##### EXERCISE DATA #####
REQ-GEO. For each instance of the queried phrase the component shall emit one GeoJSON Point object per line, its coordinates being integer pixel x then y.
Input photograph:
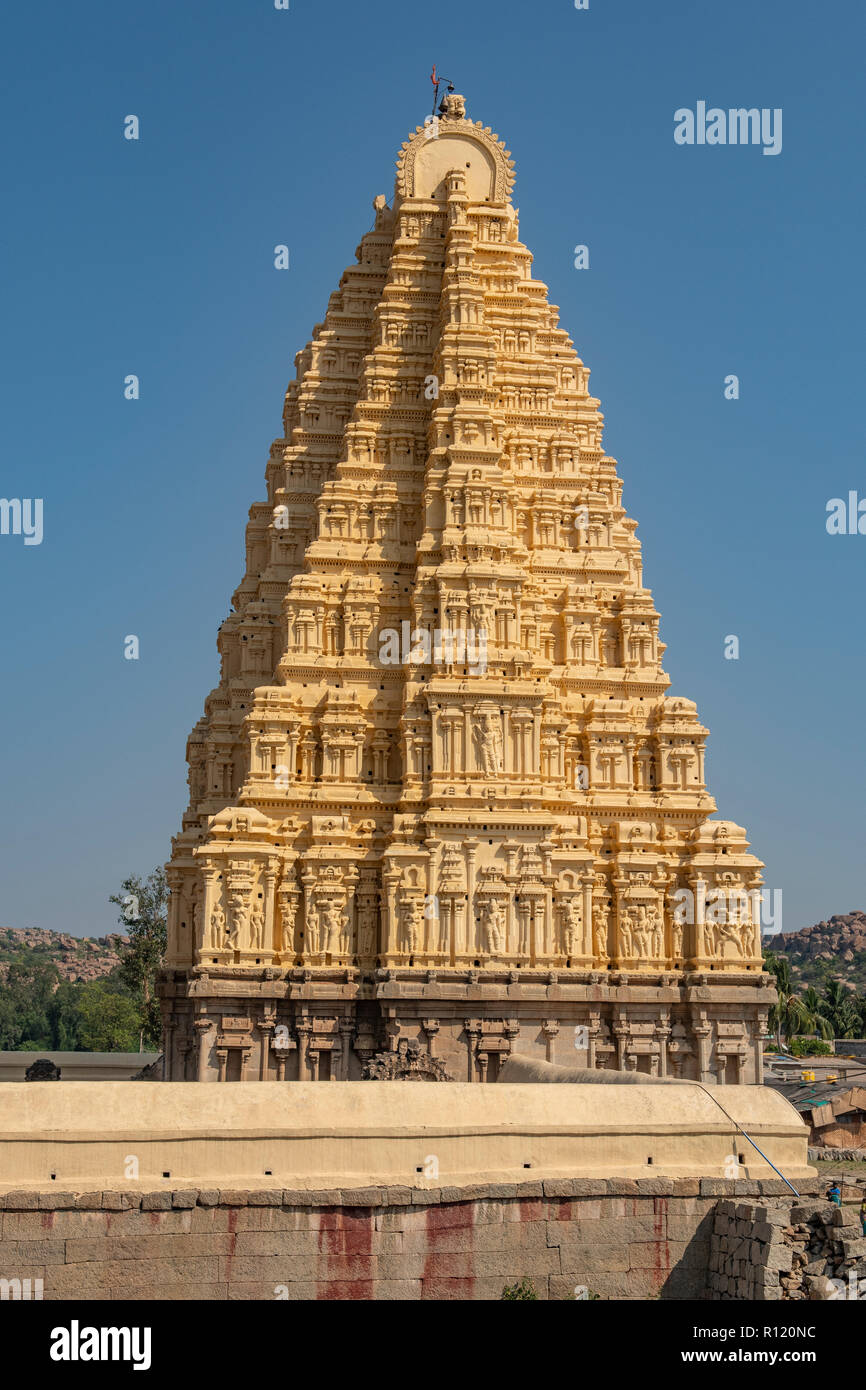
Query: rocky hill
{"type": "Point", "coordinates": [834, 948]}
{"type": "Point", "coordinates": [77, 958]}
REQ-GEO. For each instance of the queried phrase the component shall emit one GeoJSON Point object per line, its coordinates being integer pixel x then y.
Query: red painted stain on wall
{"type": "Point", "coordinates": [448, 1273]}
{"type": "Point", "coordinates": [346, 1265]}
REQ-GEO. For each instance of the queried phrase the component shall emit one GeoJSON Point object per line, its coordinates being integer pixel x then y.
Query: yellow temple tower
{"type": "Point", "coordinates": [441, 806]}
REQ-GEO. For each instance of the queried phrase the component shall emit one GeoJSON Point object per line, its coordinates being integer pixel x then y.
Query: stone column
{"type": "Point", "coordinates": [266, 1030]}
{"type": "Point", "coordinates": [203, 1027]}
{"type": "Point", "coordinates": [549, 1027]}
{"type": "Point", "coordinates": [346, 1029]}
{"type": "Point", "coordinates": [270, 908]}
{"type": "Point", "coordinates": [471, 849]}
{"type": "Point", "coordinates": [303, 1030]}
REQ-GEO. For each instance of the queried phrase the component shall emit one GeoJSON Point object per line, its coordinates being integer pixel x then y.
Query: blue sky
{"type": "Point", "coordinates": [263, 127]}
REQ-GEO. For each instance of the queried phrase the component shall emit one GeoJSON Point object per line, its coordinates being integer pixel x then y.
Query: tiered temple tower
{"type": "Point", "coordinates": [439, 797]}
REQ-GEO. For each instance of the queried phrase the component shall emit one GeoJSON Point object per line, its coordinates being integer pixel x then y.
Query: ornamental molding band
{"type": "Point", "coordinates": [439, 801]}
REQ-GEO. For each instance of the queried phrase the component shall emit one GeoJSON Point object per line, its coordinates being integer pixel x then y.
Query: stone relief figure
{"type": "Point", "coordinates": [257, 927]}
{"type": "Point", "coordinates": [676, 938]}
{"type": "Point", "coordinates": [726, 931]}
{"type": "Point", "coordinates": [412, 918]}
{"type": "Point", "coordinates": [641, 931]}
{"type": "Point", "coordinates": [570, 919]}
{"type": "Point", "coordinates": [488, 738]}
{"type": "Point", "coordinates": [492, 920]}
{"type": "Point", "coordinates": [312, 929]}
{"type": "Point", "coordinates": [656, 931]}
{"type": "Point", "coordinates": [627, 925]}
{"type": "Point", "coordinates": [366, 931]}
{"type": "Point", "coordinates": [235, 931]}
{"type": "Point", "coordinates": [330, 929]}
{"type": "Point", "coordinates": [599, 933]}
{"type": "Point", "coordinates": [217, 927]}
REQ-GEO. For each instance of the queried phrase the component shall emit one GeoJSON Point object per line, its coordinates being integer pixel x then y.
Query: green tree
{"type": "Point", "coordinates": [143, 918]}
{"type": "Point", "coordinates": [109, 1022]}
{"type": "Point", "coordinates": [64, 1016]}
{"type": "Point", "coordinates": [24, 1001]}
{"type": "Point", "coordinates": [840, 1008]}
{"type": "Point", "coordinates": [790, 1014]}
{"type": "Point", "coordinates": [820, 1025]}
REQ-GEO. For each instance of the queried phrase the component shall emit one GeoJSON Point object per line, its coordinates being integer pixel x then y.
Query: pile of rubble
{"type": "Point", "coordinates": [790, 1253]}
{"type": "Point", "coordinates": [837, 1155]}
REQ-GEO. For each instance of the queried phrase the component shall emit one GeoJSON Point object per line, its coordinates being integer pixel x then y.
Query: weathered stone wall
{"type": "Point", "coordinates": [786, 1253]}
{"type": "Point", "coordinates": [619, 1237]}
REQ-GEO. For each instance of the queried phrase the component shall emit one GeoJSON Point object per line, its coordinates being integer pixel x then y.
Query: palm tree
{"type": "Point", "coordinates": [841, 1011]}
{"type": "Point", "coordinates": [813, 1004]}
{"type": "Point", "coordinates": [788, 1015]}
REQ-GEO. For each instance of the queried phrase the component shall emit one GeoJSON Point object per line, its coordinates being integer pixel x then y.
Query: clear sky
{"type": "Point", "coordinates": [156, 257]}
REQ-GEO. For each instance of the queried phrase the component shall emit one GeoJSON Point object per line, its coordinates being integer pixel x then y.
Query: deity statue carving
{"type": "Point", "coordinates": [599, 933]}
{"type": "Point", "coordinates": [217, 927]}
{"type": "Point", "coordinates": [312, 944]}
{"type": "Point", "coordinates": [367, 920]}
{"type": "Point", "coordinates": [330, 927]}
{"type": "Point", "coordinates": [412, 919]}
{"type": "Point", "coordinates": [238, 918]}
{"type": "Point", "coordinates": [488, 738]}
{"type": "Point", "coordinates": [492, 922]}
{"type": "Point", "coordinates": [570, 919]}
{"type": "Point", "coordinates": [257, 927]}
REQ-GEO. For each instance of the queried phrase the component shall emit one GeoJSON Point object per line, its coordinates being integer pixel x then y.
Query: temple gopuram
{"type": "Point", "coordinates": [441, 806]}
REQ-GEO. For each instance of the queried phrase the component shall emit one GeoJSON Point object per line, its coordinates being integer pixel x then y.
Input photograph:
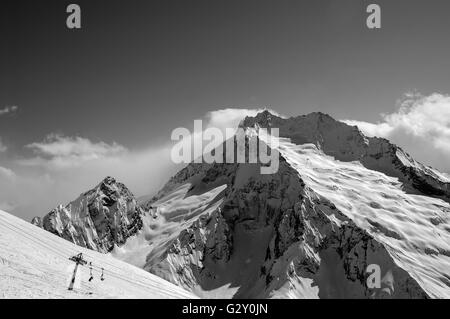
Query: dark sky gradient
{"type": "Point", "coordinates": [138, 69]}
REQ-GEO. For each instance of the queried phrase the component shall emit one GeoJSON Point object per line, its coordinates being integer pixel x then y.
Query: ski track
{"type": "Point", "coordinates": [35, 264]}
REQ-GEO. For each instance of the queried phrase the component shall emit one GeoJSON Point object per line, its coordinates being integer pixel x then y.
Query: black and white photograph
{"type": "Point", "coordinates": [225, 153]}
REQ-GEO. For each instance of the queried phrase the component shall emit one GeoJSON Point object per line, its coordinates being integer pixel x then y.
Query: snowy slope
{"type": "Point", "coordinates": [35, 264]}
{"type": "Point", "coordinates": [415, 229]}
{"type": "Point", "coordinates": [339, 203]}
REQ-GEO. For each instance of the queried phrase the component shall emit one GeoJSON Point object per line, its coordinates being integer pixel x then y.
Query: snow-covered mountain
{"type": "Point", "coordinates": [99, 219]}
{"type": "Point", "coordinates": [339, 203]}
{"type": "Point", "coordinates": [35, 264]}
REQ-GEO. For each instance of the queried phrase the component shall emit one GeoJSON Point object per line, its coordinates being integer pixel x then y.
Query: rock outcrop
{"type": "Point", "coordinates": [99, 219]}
#####
WHAT THE TASK REQUIRES> All that is needed is the data above, repeated exactly, without the pictures.

OUTPUT OF THE TASK>
REQ-GEO. For each instance of the queried phrase the component shall emit one GeoJSON Point object per line, its coordinates being integer pixel x then y.
Input photograph:
Query: rocky hill
{"type": "Point", "coordinates": [834, 948]}
{"type": "Point", "coordinates": [77, 958]}
REQ-GEO. For each instance of the queried phrase the component shall emit one GeoJSON Point object per line, its coordinates being integer pixel x then y.
Query: red painted stain on wall
{"type": "Point", "coordinates": [448, 1273]}
{"type": "Point", "coordinates": [346, 1265]}
REQ-GEO. For each instance of the queried phrase the component shall emit one GeoJSON Point object per line, its coordinates being integer pixel x then y.
Query: yellow temple tower
{"type": "Point", "coordinates": [441, 806]}
REQ-GEO. For each instance of the queried phrase the component shall emit one GeoJSON Point object per line, its coordinates being integer pixel x then y.
Query: stone column
{"type": "Point", "coordinates": [266, 1030]}
{"type": "Point", "coordinates": [203, 1027]}
{"type": "Point", "coordinates": [549, 1027]}
{"type": "Point", "coordinates": [346, 1029]}
{"type": "Point", "coordinates": [270, 908]}
{"type": "Point", "coordinates": [471, 849]}
{"type": "Point", "coordinates": [303, 1030]}
REQ-GEO. For each instance of the queried phrase the component shall emit one GeoJSON Point object per line, its coordinates being integer pixel x then y.
Query: blue sky
{"type": "Point", "coordinates": [263, 127]}
REQ-GEO. For each instance of the queried phrase the component shall emit one GeoJSON Point object per line, its coordinates being integer pixel x then y.
Query: tiered temple tower
{"type": "Point", "coordinates": [439, 797]}
REQ-GEO. For each instance of the queried phrase the component shall emit one GeoJSON Point object per line, its coordinates being integer pixel x then y.
Query: ornamental molding band
{"type": "Point", "coordinates": [439, 801]}
REQ-GEO. For each instance of the queried phrase the component shall emit one GeoJSON Point object per line, its coordinates being integer pixel x then y.
Query: stone relief figure
{"type": "Point", "coordinates": [257, 927]}
{"type": "Point", "coordinates": [676, 938]}
{"type": "Point", "coordinates": [726, 931]}
{"type": "Point", "coordinates": [412, 918]}
{"type": "Point", "coordinates": [641, 931]}
{"type": "Point", "coordinates": [570, 919]}
{"type": "Point", "coordinates": [488, 738]}
{"type": "Point", "coordinates": [492, 920]}
{"type": "Point", "coordinates": [312, 929]}
{"type": "Point", "coordinates": [656, 931]}
{"type": "Point", "coordinates": [627, 925]}
{"type": "Point", "coordinates": [366, 931]}
{"type": "Point", "coordinates": [235, 931]}
{"type": "Point", "coordinates": [330, 929]}
{"type": "Point", "coordinates": [599, 933]}
{"type": "Point", "coordinates": [217, 927]}
REQ-GEO. For each instance of the queried phrase the component shall emit one GeoJSON Point object per line, its coordinates being integer pixel x then y.
Query: green tree
{"type": "Point", "coordinates": [143, 918]}
{"type": "Point", "coordinates": [109, 1022]}
{"type": "Point", "coordinates": [64, 1016]}
{"type": "Point", "coordinates": [24, 1001]}
{"type": "Point", "coordinates": [840, 1008]}
{"type": "Point", "coordinates": [790, 1014]}
{"type": "Point", "coordinates": [820, 1025]}
REQ-GEO. For each instance of the queried phrase the component shall emit one GeoJSON Point object per line, its coordinates being integer pixel x then y.
Query: pile of rubble
{"type": "Point", "coordinates": [790, 1253]}
{"type": "Point", "coordinates": [837, 1155]}
REQ-GEO. For each instance of the queried phrase the component shall emit one GeoJSON Point object per line, its coordinates being integer pixel x then y.
Query: weathered stone wall
{"type": "Point", "coordinates": [786, 1253]}
{"type": "Point", "coordinates": [619, 1237]}
REQ-GEO. For each instance of the queried phrase the component shall emit one GeoJSON Point object per line, its coordinates being integer pixel x then y.
Query: palm tree
{"type": "Point", "coordinates": [841, 1011]}
{"type": "Point", "coordinates": [813, 1004]}
{"type": "Point", "coordinates": [788, 1015]}
REQ-GEO. For each instance of the queried phrase the component shall emit one GeoJSON Point object per line, its coordinates being integer pixel x then y.
Query: clear sky
{"type": "Point", "coordinates": [156, 257]}
REQ-GEO. For each instance of the queried phrase the component shall emit one GeoJSON Point object per line, its coordinates being integer pixel x then y.
Query: deity statue carving
{"type": "Point", "coordinates": [599, 933]}
{"type": "Point", "coordinates": [217, 927]}
{"type": "Point", "coordinates": [312, 944]}
{"type": "Point", "coordinates": [367, 920]}
{"type": "Point", "coordinates": [330, 927]}
{"type": "Point", "coordinates": [412, 919]}
{"type": "Point", "coordinates": [238, 918]}
{"type": "Point", "coordinates": [488, 738]}
{"type": "Point", "coordinates": [492, 922]}
{"type": "Point", "coordinates": [570, 919]}
{"type": "Point", "coordinates": [257, 927]}
REQ-GEO. For each instance of the queried phrase the component shall emit one GeoJSON Point object per line, its coordinates being integer pixel x then y.
Query: temple gopuram
{"type": "Point", "coordinates": [441, 806]}
REQ-GEO. For each instance of the queried phrase the component shall emit one GeoJSON Point object per line, its coordinates being integer pixel x then y.
Input photograph:
Query: dark sky gradient
{"type": "Point", "coordinates": [138, 69]}
REQ-GEO. For each instance of the queried phrase the component shall emit one GeoJSON Point object per line, its coordinates being integer pixel x then y.
Query: ski track
{"type": "Point", "coordinates": [35, 264]}
REQ-GEO. For each instance of the queried phrase the component shall emit one GeoJSON Point object per line, its coordinates being integer pixel x then y.
Query: black and white photograph
{"type": "Point", "coordinates": [225, 153]}
REQ-GEO. For each instance of the queried phrase the component shall emit one GeoJSON Point object per line, its coordinates being integer pixel x then y.
Query: snowy slope
{"type": "Point", "coordinates": [35, 264]}
{"type": "Point", "coordinates": [415, 229]}
{"type": "Point", "coordinates": [339, 203]}
REQ-GEO. For each instance of the queried phrase the component shall emit one GeoJSON Point object per line, its coordinates being integer pixel x then y.
Query: snow-covered mountain
{"type": "Point", "coordinates": [99, 219]}
{"type": "Point", "coordinates": [339, 203]}
{"type": "Point", "coordinates": [35, 264]}
REQ-GEO. For each instance of the queried phrase the component shall emit one GeoJSON Point object per line, its coordinates being integer pixel x then y.
Query: rock outcrop
{"type": "Point", "coordinates": [99, 219]}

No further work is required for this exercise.